● SUPPLIED RECORDS
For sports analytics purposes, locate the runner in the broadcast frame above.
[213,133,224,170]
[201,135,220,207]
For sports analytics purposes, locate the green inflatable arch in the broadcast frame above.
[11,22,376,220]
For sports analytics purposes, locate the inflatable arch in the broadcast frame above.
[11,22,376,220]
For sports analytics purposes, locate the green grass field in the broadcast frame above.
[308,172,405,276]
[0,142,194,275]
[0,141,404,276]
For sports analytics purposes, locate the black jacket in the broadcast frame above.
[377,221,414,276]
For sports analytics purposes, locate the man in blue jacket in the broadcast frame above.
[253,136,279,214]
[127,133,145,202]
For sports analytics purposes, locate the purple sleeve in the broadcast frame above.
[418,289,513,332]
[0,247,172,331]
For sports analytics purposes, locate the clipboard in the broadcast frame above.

...

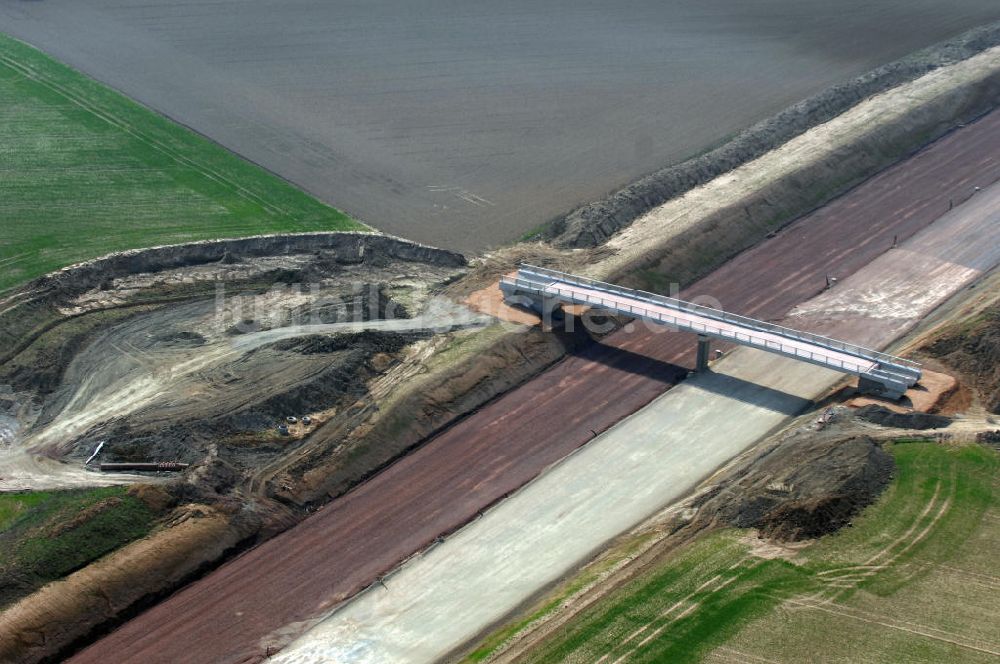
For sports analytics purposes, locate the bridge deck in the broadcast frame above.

● THE PROBLEM
Copy the data word for word, starting at the line that contains "For sports analytics purposes, locate the green inflatable" and ending at the line that contains "[0,247,172,331]", with both of those lines included.

● SOLUTION FOR THIS EXERCISE
For sports analytics purposes, locate the green inflatable arch in the broadcast frame above.
[11,22,376,220]
For sports analytics purposes, locate the inflatable arch in the broadcast frame above.
[11,22,376,220]
For sports analytics purposes, locate the green grass field in the broadcast frame above.
[308,172,405,276]
[0,142,194,275]
[0,141,404,276]
For sports analytics purposes, locate the black jacket in the broadcast frame above.
[377,221,414,276]
For sports analytics purposes, locate the man in blue jacket in the broadcast frame above.
[253,136,279,214]
[127,133,145,202]
For sports analytics purposes, locate the purple sleeve in the broadcast frame above.
[418,289,513,332]
[0,247,172,331]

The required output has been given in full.